Basic scraping
Perform basic web scraping using the browser's developer tools
The way of kata
Kata is an exercise for muscle memory. It's not intended to fill your brain with information but train your fingers to react. The information is there to give you the why, but your fingers need to learn the how.
The material on this page is presented in a specific order — from least specific to highly technical. You will learn the most by jumping in as soon as you have some idea of what you should do. Once you're done, read the rest of the material and check your solution.
All katas are designed to be doable without using 3rd party libraries (and, in fact, the point is to also learn how to do what these libraries do).
To make the best of katas, observe the following rules.
- Don't rush.
- When stuck, take a break and do something unrelated.
- Do not copy/paste code. Always retype everything.
- Do not use AI tools to generate code.
- Try to do something that wasn't in the instructions, experiment.
- Repeat the kata from time to time, even if you think you've got it.
- You have mastered the kata once you are able to complete it without thinking too much.
Remember, the goal is not to get it done, but to get some practice.
Introduction
In this exercise, you will practice basic web scraping using just the browser's developer tools.
Skills you will acquire
- Analyzing the page structure
- Locating elements
- Generating an object URL
- Generating a data URL
- Triggering file downloads programmatically
- Cleaning data
Objective
- Create an object that maps extensions to their media types based on the provided page
- Download the object as a JSON file
Check your solution
- Copy the downloaded JSON into the developer tool and check that it can be parsed without errors
Materials
Keep in mind
Media type is also know as MIME type. These terms are synonyms.
To execute a larger script on the page, you will probably want to write the code in multi-line format rather than execute it one line at a time. In Chrome and Chrome-based browsers, the Snippets feature can come in handy. You can find it under the Sources tab in dev tools.

§ QUESTIONS
a) Reproduce the stretch of the scraping page from "The material on" through "the instructions, experiment.", substituting "exercises" for "katas" wherever it occurs.
b) Condense the paragraph of the scraping page beginning "To execute a larger script on the page" into a bulleted list that keeps its main facts.
Rely solely on the scraping page as your source.

Data excerpts
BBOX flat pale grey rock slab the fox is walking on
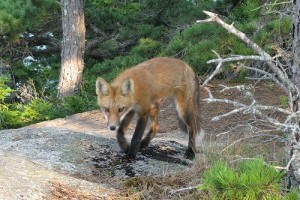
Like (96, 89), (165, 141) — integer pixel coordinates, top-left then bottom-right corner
(0, 111), (192, 200)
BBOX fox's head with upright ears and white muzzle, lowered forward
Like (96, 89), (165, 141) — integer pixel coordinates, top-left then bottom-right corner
(96, 77), (134, 131)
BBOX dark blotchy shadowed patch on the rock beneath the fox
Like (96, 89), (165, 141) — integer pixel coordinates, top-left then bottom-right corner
(92, 141), (192, 177)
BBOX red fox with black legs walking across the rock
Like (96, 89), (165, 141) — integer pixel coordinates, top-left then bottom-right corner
(96, 57), (200, 159)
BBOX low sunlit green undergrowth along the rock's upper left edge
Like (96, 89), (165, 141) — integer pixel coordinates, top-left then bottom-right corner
(0, 76), (96, 129)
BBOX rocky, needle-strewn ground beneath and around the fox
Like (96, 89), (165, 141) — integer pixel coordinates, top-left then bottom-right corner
(0, 82), (285, 200)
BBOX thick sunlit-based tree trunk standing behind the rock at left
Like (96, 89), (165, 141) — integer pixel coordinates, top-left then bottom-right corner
(58, 0), (85, 99)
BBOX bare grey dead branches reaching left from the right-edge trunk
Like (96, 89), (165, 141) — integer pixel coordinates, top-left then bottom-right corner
(197, 11), (299, 134)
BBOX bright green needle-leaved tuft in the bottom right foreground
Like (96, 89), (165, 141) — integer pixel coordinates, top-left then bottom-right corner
(198, 159), (283, 200)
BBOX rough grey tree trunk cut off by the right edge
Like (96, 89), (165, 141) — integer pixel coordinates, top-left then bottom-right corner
(290, 0), (300, 187)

§ ANSWERS BELOW
a)
The material on this page is presented in a specific order — from least specific to highly technical. You will learn the most by jumping in as soon as you have some idea of what you should do. Once you're done, read the rest of the material and check your solution.
All exercises are designed to be doable without using 3rd party libraries (and, in fact, the point is to also learn how to do what these libraries do).
To make the best of exercises, observe the following rules.
- Don't rush.
- When stuck, take a break and do something unrelated.
- Do not copy/paste code. Always retype everything.
- Do not use AI tools to generate code.
- Try to do something that wasn't in the instructions, experiment.

b)
- Write a larger script in multi-line format instead of running it one line at a time.
- Chrome and Chrome-based browsers offer a Snippets feature that can help with this.
- Snippets is located under the Sources tab in dev tools.